DIRECTIONS:
Format the records below as a JSON list of strings, with one string for each line and no entries for blank lines.
+ + + + + + +
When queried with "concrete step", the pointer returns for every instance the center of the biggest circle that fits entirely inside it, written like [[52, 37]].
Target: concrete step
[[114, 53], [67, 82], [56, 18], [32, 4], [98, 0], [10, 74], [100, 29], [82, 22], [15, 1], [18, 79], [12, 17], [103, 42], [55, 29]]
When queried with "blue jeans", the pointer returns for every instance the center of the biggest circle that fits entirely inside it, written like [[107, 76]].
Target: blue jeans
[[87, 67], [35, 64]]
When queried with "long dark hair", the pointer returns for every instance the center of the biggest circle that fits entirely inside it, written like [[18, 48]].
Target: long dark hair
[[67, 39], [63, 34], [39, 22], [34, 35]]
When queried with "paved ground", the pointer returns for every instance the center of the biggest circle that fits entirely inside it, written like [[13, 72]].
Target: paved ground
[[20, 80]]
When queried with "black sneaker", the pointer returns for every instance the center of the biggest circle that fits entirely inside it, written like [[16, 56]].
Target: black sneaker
+ + + + + + +
CORRECT RESULT:
[
  "When queried with \"concrete step\", the pointer returns for every instance the center of the biggest circle that fits entirely inside it, written like [[52, 37]].",
  "Target: concrete step",
  "[[114, 53], [67, 82], [56, 18], [32, 4], [98, 0], [10, 74], [100, 29], [82, 22], [15, 1], [18, 79], [12, 17], [103, 42], [55, 29]]",
  "When queried with \"blue jeans\", the pointer returns for every instance the center of the biggest circle that fits entirely inside it, written like [[107, 76]].",
  "Target: blue jeans",
  "[[87, 67], [35, 64]]",
  "When queried with \"long dark hair\", the pointer returns for every instance the center of the biggest circle that fits entirely inside it, written like [[18, 48]].",
  "Target: long dark hair",
  "[[67, 39], [63, 34], [39, 22], [34, 35]]",
  "When queried with \"paved ground\", the pointer returns for every instance the center of the biggest circle that fits entirely inside it, written like [[13, 72]].",
  "Target: paved ground",
  "[[20, 80]]",
  "When queried with \"black sneaker\", the pointer returns for every instance the center of the biggest circle that fits entirely inside it, written like [[16, 56]].",
  "Target: black sneaker"
]